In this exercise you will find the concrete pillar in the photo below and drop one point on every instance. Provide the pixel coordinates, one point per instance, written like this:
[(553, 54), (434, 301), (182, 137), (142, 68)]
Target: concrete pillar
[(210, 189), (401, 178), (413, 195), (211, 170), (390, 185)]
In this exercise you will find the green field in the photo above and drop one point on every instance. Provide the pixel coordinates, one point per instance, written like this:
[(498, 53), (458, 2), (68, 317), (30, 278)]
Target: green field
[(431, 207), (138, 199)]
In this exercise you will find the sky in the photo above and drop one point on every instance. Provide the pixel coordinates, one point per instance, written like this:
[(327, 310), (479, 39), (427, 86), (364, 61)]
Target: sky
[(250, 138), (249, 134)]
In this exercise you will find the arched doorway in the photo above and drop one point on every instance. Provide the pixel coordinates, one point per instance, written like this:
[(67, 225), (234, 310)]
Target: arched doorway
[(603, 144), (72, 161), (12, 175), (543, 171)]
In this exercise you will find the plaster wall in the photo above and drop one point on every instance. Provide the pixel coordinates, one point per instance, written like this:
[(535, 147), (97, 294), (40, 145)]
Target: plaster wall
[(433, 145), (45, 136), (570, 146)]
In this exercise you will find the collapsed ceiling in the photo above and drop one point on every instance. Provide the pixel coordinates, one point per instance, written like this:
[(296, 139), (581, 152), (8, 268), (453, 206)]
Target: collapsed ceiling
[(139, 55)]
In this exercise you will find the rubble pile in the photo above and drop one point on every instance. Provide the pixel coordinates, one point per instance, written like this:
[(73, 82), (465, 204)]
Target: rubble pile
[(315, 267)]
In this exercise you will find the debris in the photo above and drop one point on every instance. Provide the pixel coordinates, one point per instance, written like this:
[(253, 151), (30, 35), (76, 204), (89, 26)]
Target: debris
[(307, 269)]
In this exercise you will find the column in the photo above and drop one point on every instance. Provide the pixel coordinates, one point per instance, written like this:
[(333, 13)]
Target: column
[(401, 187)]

■ **Your objective**
Retype all of the data above word for word, keeping each line unchanged and in its original order.

■ **Completed exercise**
In this exercise you will find the concrete pillar in the photo below and drop one point on every instance. Provide the pixel coordinates, one point per instance, written like this:
[(553, 54), (434, 301), (182, 137), (142, 68)]
Target: concrete pillar
[(210, 189), (401, 178), (413, 195), (211, 170), (390, 185)]
In this exercise you will find the green field in the photo above and drop one point on every instance. Provide the pixel coordinates, one point per instance, written like this:
[(498, 53), (458, 2), (68, 317), (30, 278)]
Target: green field
[(431, 207), (138, 199)]
In this exercise you will find the sky in the photo above and drop one point on every instance. Provide the pixel coordinates, one point per instance, written like this:
[(327, 310), (479, 39), (427, 86), (364, 61)]
Target: sky
[(250, 138), (249, 134)]
In this exercise you will find the arched doorway in the photo above and drop one point on every instance. Provide the pixel coordinates, one point per instance, written like this:
[(67, 225), (234, 310)]
Target: arched doorway
[(603, 144), (72, 161), (12, 175), (543, 171)]
In this exercise you will find the plaster wall in the photo above and drop one point on every instance. Provide the pixel coordinates, one point per instance, written like this:
[(535, 147), (97, 294), (40, 145)]
Target: plaster wall
[(433, 145), (45, 136), (570, 146)]
In this exercise you will find the collapsed ceiling in the photo above and drop one point on every instance. Provide the pixel coordinates, one point per instance, written like this:
[(296, 139), (581, 152), (8, 268), (453, 206)]
Target: collapsed ceiling
[(139, 55)]
In this exercise you will find the rubble pile in the photo above and drop one point on every instance. Provide the pixel coordinates, one point per instance, written like this:
[(73, 82), (465, 204)]
Target: rubble pile
[(315, 267)]
In this exercise you will find the debris in the photo above and drop one point on every instance. Provide the pixel coordinates, one point per instance, written like this:
[(253, 151), (30, 35), (76, 204), (89, 26)]
Target: debris
[(307, 269)]
In this exercise you will find the column in the photo above and drop one point on every instance. Provide the pixel coordinates, one point per instance, written like this:
[(333, 13)]
Target: column
[(401, 187)]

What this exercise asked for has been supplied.